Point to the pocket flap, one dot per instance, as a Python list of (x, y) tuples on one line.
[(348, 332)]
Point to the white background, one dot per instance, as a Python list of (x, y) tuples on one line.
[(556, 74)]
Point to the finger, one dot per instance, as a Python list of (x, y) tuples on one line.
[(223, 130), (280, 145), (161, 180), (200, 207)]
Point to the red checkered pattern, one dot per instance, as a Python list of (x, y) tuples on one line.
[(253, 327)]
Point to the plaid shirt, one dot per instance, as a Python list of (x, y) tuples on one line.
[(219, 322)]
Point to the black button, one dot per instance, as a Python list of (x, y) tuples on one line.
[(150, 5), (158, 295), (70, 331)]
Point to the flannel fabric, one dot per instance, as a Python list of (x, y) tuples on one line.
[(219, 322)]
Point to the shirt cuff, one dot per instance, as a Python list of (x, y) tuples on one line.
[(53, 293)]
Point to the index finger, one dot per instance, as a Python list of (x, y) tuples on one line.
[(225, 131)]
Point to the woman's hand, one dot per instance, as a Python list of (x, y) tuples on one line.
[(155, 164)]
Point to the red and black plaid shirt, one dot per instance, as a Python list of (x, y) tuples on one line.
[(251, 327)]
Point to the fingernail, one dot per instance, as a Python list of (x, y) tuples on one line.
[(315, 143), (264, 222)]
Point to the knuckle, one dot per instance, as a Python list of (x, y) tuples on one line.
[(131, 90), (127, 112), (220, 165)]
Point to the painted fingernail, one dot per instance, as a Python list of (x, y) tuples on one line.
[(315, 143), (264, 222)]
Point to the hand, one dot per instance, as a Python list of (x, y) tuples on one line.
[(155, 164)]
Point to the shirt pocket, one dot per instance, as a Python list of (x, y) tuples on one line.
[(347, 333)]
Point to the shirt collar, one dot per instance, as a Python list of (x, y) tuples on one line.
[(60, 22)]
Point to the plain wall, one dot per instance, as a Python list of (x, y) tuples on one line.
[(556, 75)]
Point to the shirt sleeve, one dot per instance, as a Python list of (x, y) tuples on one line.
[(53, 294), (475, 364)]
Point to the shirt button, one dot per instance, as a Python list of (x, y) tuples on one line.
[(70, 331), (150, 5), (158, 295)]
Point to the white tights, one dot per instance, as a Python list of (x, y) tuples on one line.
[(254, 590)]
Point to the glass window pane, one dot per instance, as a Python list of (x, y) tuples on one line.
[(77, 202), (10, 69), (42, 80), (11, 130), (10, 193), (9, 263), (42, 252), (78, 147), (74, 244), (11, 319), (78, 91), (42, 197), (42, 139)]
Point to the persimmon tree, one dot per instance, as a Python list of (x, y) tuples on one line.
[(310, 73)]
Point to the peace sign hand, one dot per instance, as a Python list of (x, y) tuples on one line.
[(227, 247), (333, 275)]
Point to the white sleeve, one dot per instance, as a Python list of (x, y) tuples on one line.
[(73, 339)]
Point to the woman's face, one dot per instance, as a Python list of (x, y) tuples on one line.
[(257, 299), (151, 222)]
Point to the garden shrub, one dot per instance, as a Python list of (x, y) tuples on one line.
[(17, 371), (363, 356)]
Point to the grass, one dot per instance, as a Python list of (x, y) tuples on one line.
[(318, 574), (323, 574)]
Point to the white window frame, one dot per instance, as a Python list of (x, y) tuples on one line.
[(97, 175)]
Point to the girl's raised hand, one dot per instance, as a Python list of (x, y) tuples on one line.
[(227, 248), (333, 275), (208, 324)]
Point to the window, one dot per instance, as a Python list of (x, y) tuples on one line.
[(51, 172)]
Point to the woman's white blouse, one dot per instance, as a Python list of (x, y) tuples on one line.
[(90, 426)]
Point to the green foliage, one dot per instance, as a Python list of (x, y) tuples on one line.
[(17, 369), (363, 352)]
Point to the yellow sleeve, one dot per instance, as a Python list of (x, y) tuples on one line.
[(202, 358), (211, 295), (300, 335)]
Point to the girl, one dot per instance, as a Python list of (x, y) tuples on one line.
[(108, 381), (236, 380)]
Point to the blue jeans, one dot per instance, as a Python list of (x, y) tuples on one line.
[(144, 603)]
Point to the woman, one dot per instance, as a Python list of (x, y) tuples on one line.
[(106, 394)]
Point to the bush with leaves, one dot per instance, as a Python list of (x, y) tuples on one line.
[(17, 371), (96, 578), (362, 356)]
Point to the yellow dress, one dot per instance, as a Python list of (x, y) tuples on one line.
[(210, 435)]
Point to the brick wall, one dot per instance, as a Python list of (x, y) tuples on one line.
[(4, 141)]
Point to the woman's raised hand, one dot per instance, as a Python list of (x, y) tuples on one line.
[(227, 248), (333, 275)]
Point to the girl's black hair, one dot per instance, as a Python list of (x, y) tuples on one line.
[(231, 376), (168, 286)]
§ §
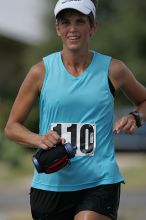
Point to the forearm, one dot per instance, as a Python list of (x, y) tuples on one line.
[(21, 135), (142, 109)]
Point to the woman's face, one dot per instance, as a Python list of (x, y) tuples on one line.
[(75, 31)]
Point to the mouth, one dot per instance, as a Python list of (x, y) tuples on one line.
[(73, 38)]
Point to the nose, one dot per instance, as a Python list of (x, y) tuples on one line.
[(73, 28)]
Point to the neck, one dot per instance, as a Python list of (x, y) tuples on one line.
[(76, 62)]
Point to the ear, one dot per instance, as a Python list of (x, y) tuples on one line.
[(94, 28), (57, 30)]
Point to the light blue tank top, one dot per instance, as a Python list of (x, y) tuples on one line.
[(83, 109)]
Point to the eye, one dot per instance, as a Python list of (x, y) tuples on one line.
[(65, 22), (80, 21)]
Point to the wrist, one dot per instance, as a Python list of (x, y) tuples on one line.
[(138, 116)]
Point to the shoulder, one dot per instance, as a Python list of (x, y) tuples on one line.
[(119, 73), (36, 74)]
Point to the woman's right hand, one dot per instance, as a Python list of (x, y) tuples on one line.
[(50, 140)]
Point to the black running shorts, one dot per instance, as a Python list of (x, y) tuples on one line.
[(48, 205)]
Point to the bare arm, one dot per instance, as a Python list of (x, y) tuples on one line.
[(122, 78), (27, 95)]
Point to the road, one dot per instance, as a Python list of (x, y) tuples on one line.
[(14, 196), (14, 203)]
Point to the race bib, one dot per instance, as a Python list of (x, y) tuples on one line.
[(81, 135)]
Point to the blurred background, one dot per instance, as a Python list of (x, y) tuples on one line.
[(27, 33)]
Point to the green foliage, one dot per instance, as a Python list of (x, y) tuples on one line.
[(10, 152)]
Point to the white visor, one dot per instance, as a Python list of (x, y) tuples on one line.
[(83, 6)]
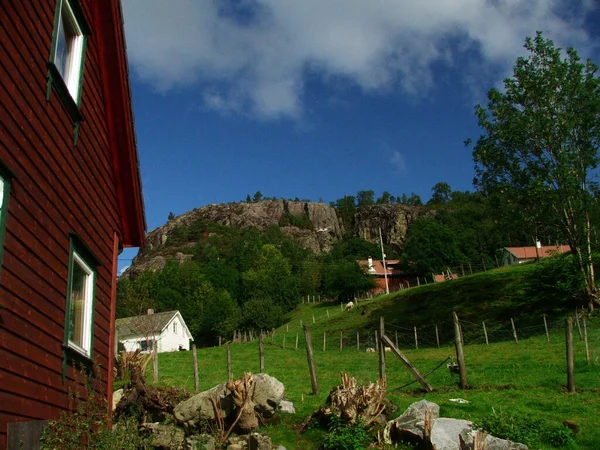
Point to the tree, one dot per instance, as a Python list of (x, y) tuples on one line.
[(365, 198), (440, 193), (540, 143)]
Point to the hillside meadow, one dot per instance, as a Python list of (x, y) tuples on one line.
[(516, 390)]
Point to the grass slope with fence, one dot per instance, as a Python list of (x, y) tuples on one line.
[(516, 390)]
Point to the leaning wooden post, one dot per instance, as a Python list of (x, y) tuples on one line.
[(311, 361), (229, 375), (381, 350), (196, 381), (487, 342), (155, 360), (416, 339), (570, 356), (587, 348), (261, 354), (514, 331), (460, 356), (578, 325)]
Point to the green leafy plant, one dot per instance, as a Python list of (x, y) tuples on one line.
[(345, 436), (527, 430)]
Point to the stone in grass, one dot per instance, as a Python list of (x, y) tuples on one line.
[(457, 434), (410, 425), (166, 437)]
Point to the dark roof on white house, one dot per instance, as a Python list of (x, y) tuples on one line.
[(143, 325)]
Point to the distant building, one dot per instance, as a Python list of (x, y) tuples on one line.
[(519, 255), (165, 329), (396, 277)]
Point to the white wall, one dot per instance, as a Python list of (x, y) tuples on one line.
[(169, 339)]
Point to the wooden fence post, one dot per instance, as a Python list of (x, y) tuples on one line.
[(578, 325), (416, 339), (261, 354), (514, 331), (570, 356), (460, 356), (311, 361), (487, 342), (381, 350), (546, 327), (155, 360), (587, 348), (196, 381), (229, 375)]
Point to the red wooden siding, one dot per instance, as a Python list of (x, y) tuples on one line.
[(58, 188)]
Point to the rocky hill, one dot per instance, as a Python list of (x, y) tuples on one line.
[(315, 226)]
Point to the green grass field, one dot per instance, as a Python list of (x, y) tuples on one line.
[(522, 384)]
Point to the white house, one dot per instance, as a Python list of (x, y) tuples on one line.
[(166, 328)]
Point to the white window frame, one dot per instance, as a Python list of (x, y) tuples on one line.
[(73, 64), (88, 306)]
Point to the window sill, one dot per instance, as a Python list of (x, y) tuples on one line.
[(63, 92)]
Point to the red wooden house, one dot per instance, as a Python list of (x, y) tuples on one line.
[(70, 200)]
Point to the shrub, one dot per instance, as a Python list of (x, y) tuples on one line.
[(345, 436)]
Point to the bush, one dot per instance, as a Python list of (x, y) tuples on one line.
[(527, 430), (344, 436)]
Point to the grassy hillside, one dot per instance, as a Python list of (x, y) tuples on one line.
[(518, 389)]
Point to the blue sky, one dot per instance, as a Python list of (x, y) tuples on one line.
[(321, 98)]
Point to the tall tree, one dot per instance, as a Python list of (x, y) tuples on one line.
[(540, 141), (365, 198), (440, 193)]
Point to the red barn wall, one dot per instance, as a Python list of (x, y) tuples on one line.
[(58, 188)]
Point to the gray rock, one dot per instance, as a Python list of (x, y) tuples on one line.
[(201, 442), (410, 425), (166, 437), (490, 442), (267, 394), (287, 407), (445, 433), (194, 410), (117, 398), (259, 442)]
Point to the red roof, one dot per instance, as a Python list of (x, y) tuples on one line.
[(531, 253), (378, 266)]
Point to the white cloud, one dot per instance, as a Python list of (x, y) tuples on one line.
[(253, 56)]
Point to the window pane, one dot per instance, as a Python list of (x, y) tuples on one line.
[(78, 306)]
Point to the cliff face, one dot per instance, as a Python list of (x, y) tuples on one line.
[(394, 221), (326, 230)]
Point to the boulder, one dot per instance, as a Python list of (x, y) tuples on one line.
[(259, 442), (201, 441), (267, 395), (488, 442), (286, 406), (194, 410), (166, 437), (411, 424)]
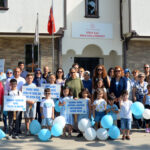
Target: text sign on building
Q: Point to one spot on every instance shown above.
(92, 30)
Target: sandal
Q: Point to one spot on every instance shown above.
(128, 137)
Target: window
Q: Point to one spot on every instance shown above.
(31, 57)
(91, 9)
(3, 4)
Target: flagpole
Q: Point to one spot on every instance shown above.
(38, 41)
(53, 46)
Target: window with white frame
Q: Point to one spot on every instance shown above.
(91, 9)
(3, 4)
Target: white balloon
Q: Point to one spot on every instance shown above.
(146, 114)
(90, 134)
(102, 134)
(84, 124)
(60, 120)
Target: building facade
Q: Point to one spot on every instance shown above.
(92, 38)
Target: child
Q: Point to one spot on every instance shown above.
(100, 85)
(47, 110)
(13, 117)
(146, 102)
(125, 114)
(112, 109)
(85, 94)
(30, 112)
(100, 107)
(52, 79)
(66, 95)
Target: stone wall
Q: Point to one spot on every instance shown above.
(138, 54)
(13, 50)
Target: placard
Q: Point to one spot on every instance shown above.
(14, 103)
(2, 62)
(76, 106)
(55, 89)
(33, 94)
§ §
-- Given request --
Put the lines starting at the one that contains "Point to the pocket" and ending at the one that contains "[(150, 5), (158, 295), (70, 331)]" into a JSON list of strings, one string per line, with blank lines left out.

-- Output for this exercise --
[
  "Point to the pocket flap, one dot per instance, as a Python list of (x, y) tuples on one line.",
  "[(348, 332)]",
  "Point to the white background, one dot per instance, as a Python list of (x, y) tuples on one line.",
  "[(556, 74)]",
  "Point to the finger, one dot per instance, as a Python list of (x, y) tuples on one line.",
  "[(223, 130), (280, 145), (161, 180), (200, 207)]",
  "Point to the red checkered pattern, one dot per instance, as a Python list of (x, y) tuples on one line.",
  "[(253, 327)]",
  "Point to the plaid shirt, one dot per instance, as a Python list of (x, y) tuples on one line.",
  "[(219, 322)]",
  "Point to the black button, one dot per instance, as a Python list of (x, y) tuples on one line.",
  "[(150, 5), (158, 295), (70, 331)]"
]